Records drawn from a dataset
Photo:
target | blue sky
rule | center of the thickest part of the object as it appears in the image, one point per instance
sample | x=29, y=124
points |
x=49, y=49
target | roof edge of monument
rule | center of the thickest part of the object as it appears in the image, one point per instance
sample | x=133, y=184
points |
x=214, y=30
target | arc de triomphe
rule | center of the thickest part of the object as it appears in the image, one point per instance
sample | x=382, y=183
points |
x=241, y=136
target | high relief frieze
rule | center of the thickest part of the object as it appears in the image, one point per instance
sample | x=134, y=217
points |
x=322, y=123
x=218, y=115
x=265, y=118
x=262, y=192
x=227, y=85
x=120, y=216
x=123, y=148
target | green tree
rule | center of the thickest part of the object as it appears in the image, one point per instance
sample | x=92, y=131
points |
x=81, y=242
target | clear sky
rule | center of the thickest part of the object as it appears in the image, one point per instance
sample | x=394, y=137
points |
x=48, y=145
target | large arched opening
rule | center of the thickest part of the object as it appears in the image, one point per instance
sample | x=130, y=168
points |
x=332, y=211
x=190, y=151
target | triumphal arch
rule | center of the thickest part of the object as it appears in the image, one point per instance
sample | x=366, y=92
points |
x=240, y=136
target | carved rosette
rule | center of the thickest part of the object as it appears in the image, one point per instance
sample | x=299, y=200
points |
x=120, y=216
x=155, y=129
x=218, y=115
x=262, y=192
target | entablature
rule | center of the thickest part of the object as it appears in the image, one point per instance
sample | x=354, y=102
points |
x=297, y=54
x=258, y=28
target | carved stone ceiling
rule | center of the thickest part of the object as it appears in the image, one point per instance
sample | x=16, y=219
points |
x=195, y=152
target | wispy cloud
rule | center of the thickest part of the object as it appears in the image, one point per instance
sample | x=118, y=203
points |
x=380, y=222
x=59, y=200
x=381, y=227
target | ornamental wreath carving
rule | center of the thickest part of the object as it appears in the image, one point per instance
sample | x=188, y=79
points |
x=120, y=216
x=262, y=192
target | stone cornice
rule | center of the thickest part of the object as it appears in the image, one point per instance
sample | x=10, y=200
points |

_What the exercise asks_
Scan the lines above for the word "carved". Return each one that has it.

_Task result_
target | carved rosette
target | carved stone ceiling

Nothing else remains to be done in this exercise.